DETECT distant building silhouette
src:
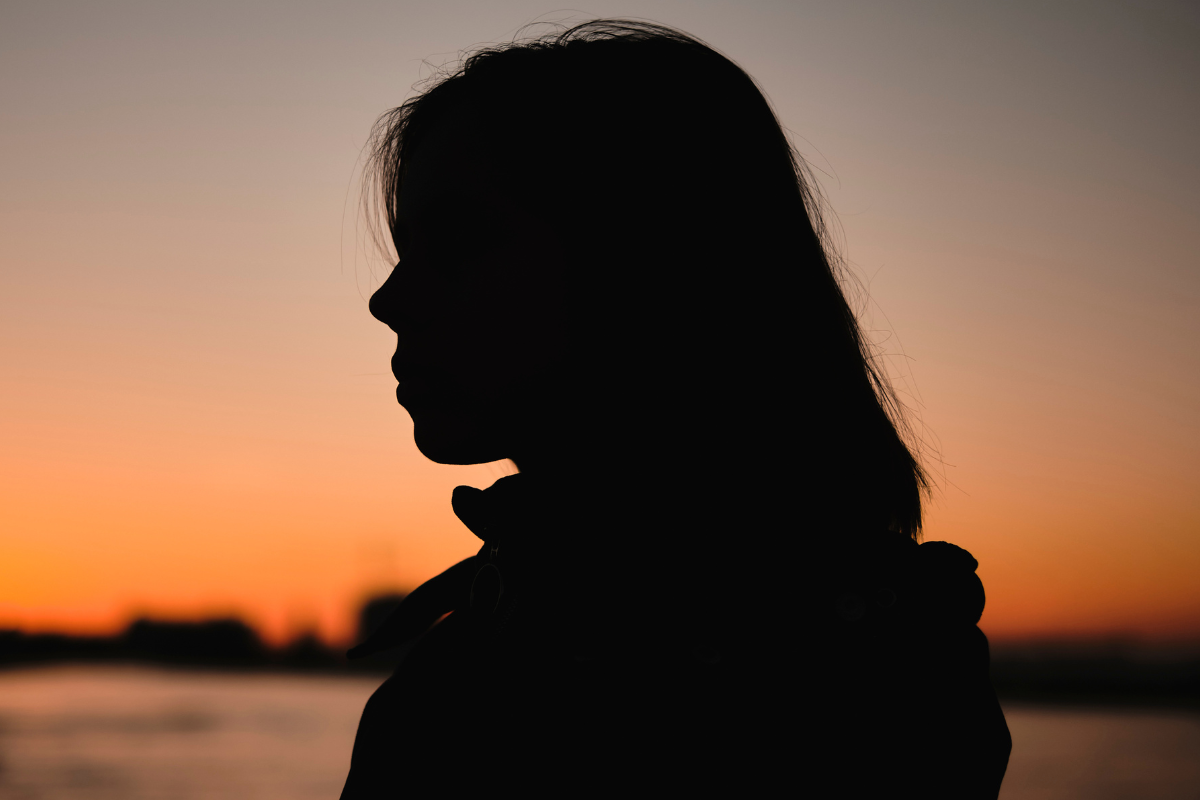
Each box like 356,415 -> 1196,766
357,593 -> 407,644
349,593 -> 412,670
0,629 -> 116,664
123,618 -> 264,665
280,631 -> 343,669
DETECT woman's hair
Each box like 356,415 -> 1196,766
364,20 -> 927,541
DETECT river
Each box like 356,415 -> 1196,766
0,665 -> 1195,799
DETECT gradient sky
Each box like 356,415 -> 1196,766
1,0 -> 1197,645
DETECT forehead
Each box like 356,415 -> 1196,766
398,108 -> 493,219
==
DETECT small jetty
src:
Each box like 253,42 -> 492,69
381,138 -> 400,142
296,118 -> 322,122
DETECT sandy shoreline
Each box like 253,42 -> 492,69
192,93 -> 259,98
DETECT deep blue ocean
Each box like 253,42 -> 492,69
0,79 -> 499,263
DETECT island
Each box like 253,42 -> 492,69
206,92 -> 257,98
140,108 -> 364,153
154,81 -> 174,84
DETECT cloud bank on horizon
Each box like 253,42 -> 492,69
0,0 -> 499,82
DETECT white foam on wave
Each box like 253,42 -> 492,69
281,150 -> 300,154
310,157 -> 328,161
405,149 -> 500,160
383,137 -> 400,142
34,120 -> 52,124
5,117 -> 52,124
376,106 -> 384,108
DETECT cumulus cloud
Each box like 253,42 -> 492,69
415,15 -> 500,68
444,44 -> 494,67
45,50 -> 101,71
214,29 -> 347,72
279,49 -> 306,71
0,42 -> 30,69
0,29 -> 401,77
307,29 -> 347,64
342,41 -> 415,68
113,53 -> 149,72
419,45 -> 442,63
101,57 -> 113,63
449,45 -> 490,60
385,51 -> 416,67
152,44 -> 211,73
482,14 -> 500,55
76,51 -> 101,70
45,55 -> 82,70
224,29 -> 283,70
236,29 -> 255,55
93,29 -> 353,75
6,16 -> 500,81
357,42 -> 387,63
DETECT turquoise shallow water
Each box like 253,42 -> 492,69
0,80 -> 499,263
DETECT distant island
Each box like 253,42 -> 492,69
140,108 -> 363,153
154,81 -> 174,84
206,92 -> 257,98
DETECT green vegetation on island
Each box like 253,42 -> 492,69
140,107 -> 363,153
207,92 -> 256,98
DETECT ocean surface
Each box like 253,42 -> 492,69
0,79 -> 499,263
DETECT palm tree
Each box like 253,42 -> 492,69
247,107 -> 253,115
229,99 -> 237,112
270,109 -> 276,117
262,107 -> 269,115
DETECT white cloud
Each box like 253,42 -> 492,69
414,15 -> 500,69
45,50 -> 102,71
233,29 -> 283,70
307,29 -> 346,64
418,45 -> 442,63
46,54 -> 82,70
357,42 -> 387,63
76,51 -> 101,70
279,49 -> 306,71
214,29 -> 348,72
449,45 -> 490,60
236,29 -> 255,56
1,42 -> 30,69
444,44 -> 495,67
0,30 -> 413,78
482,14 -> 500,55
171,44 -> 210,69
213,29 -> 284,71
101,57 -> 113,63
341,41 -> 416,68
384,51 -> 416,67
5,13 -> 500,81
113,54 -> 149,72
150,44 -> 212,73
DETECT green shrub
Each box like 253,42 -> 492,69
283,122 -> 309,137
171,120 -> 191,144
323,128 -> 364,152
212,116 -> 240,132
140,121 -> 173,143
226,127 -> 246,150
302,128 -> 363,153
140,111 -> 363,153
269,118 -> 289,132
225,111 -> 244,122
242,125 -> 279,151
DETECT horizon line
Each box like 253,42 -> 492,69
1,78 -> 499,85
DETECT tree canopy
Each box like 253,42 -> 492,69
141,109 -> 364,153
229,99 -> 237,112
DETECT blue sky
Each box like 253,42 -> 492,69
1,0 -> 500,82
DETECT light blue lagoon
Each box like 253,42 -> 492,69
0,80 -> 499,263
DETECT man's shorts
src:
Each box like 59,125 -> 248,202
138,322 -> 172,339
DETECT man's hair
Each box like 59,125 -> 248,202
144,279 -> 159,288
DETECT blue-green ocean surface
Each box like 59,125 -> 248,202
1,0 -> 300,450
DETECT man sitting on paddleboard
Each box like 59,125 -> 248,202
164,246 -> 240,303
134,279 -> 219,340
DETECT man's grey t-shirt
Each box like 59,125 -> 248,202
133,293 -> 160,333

EXERCISE GOAL: What is the count of lines in the data above containing the string "horizon"? Write the number and nothing else.

YOUR SOLUTION: 2